(Dataset excerpt)
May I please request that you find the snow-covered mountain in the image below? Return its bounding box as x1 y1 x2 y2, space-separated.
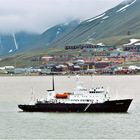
48 0 140 47
0 0 140 55
0 20 79 56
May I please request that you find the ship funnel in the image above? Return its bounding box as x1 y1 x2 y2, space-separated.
52 76 54 91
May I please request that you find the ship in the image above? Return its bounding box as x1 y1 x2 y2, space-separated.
18 77 133 112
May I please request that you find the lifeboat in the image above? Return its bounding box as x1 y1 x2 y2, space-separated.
55 92 69 99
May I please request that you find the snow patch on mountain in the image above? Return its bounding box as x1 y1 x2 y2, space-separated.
9 49 13 53
116 0 137 13
102 16 109 20
87 13 106 22
124 39 140 45
13 34 18 50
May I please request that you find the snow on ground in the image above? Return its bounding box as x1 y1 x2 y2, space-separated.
116 0 137 13
87 13 106 22
9 49 13 53
124 39 140 45
97 43 105 46
102 16 109 19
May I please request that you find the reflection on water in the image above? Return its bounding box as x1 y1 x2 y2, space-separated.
0 76 140 139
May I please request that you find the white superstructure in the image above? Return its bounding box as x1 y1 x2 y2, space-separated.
44 82 109 104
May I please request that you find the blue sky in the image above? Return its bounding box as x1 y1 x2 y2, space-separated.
0 0 123 33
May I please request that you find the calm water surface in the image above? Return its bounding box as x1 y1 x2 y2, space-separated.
0 76 140 139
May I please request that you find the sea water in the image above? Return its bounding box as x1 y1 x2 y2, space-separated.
0 76 140 139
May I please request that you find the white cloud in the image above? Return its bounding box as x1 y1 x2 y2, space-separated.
0 0 123 33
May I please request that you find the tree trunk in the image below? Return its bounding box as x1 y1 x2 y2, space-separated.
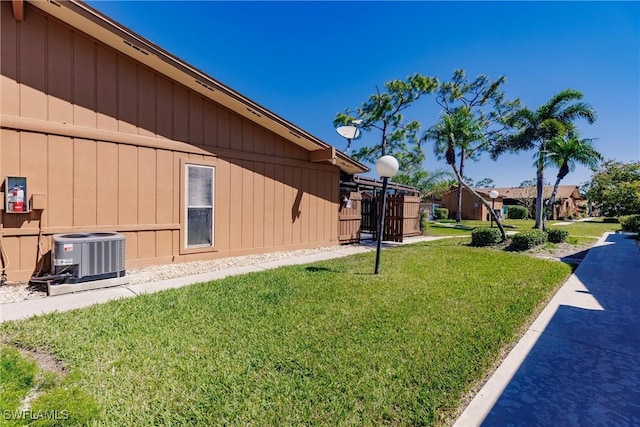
451 164 507 242
456 148 465 222
533 151 544 230
545 175 562 226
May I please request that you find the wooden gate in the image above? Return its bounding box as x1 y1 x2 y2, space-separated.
382 195 420 242
338 192 362 244
360 195 378 235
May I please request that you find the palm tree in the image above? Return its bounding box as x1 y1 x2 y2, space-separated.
491 89 596 229
422 107 507 241
545 133 603 222
423 107 485 222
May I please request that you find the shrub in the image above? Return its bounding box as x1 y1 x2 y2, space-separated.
619 214 640 233
420 212 429 233
471 227 502 246
511 230 547 251
433 208 449 219
547 228 569 243
507 206 529 219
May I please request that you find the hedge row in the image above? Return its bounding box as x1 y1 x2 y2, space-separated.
471 226 568 251
471 227 502 246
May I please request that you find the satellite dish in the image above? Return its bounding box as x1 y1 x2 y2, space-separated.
336 126 360 140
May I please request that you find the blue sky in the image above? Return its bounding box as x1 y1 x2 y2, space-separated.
88 1 640 187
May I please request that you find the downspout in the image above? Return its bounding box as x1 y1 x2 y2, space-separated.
11 0 24 21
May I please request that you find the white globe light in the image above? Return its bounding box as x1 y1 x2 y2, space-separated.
376 155 400 178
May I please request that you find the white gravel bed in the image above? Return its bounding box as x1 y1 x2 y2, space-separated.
0 246 341 304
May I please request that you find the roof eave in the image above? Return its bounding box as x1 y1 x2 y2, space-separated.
29 0 369 174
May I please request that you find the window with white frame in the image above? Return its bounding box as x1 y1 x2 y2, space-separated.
185 164 215 248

__WORK REQUIRED__
Can you turn every row above into a numbered list, skipping blank lines and omitting the pictures?

__ANSWER TO THIS TASK__
1. May I please request that you find the snow-covered mountain in the image below? Return its bounding box as x1 y1 x2 y2, space-separated.
2. 48 0 140 47
3. 0 0 140 55
4. 0 20 79 56
5. May I please request that you find the ship funnel in the image above? Return its bounding box as x1 y1 x2 y2, space-separated.
6. 52 76 54 91
7. May I please request that you find the ship in the image above? Return its bounding box as x1 y1 x2 y2, space-separated.
8. 18 77 133 112
9. May I please request that you find the lifeboat in the image above? Return its bounding box as x1 y1 x2 y2, space-separated.
10. 55 92 69 99
11. May I please request that you find the snow patch on mountain in the image above? Return its bounding box as x1 y1 x2 y2, space-separated.
12. 9 49 13 53
13. 116 0 137 13
14. 102 16 109 20
15. 87 13 106 22
16. 124 39 140 45
17. 13 34 18 50
18. May I please request that you find the snow on ground in the image above? Return its bounding box as x1 y1 x2 y2, space-separated.
19. 116 0 137 13
20. 87 13 106 22
21. 9 49 13 53
22. 124 39 140 45
23. 97 43 105 46
24. 102 16 109 19
25. May I please request that you find the reflection on water in the image above? Return its bounding box as x1 y1 x2 y2, space-separated.
26. 0 76 140 139
27. May I please request that you find the white superstructure in the image above? Return its bounding box as x1 y1 x2 y2, space-separated.
28. 44 82 109 104
29. May I please request that you find the blue sky in the image above? Return its bounding box as x1 y1 x2 y2, space-separated.
30. 0 0 123 33
31. May I please request that you find the calm water surface in the image above? Return its bounding box as x1 y1 x2 y2, space-separated.
32. 0 76 140 139
33. May I please request that you find the sea water in the image above? Return its bounding box as x1 y1 x2 y2, space-separated.
34. 0 76 140 139
35. May I please request that you find the white cloud in the image above? Return its bounding box as x1 y1 x2 y2, space-separated.
36. 0 0 123 33
37. May I please request that you find the tree trunk in the image below? Return its bounding box as x1 y1 x2 y2, space-separated.
38. 451 164 507 242
39. 456 148 465 222
40. 533 151 544 230
41. 545 175 562 226
42. May I please request that you find the wooden gate in the image above? Return its bounding box as x1 y1 x2 y2, space-separated.
43. 382 195 420 242
44. 338 192 362 244
45. 360 195 378 235
46. May I please request that you find the palm tree in the image above? Return its bounding box as x1 y1 x2 y2, space-separated.
47. 491 89 596 229
48. 422 107 507 241
49. 545 133 603 222
50. 423 107 485 222
51. May I please request that you find the shrub in the image above? Return its bounding box as x1 y1 x2 y2, space-separated.
52. 619 214 640 233
53. 420 212 429 233
54. 471 227 502 246
55. 511 230 547 251
56. 433 208 449 219
57. 547 228 569 243
58. 507 206 529 219
59. May I please request that you find the hedge row in the image above? Return its bounding box as x1 y1 x2 y2, space-separated.
60. 471 226 568 251
61. 471 227 502 246
62. May I please request that you find the satellite dish in the image above? Return its bounding box as x1 y1 x2 y2, space-separated.
63. 336 126 360 140
64. May I please request that you find the blue sky in the image above? Return its bounding box as x1 y1 x2 y2, space-separated.
65. 88 1 640 187
66. May I please request that you find the downspout in the image above? Return its bounding box as x1 y1 x2 y2, space-separated.
67. 11 0 24 21
68. May I please request that you find the white globe light in the image above? Return its bounding box as x1 y1 x2 y2, space-separated.
69. 376 155 400 178
70. May I please request that you find the white gravel bed in the image above? Return its bounding box as x1 y1 x2 y2, space-separated.
71. 0 246 341 304
72. May I please request that you find the roof eave in the image above? Return its bounding box as x1 y1 x2 y2, space-separated.
73. 29 0 369 174
74. May I please request that you find the window with white frame in the image above? Return its bounding box as x1 y1 x2 y2, space-separated.
75. 185 164 215 248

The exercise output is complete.